Exercise inputs:
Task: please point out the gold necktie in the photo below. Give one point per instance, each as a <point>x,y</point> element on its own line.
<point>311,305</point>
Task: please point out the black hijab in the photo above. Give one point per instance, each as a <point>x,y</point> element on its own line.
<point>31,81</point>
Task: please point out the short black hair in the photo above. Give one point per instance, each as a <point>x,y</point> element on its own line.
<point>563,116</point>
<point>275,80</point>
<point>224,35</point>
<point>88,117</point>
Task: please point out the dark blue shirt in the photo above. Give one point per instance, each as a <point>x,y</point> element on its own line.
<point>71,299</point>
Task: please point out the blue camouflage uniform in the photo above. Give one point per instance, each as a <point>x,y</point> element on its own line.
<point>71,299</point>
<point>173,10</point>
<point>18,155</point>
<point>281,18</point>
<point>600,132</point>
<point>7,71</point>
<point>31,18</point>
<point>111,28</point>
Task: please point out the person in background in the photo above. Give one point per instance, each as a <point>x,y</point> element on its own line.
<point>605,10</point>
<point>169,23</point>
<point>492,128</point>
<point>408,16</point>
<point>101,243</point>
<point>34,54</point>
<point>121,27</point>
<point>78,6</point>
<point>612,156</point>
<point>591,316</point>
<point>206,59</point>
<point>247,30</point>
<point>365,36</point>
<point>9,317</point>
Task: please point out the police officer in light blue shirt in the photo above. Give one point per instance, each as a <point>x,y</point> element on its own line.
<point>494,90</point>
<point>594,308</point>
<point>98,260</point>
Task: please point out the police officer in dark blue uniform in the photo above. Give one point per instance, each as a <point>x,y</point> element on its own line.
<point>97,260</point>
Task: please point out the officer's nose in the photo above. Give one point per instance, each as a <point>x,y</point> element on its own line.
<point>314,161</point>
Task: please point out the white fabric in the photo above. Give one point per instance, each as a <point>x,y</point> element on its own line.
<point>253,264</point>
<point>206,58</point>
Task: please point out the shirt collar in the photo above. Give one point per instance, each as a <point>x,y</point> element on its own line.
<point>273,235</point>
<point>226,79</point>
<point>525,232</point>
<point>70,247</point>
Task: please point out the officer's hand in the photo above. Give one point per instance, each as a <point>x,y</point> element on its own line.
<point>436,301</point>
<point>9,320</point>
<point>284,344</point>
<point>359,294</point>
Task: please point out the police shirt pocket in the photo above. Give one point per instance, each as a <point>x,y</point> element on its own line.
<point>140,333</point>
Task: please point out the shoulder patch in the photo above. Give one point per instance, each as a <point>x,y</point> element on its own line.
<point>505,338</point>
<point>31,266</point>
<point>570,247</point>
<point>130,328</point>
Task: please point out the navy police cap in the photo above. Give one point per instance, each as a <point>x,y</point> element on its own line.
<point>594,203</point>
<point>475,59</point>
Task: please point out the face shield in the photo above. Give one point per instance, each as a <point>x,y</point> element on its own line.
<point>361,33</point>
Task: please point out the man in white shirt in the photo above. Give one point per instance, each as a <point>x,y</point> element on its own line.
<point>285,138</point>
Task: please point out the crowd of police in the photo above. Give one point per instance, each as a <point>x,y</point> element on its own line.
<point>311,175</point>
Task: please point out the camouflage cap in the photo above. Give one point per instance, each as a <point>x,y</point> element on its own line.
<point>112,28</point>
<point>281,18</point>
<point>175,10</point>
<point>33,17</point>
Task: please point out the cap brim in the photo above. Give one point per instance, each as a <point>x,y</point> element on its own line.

Task details: Turn the lines into a numbered list, starting at the line that contains "Task: please point out the face" and stopping after the line that contains "<point>33,17</point>", with both of those lines included. Leave out any blank lines.

Answer to the problem:
1. Task: please point out the face shield in the photo above. Give one point per instance, each as a <point>x,y</point> element on its own line.
2. <point>361,33</point>
3. Task: please point out the man in white shirt in the photo above. Give one point per instance, each as a <point>x,y</point> element on its own line.
4. <point>285,138</point>
5. Task: please point out the crowd of police in the photo above. Give one point per instance, each as a <point>x,y</point> element on its own line.
6. <point>311,175</point>
7. Task: please point out the camouflage cap in the photo above. Give one point per instance, each as a <point>x,y</point> element on its own line.
8. <point>112,28</point>
9. <point>281,18</point>
10. <point>175,10</point>
11. <point>33,17</point>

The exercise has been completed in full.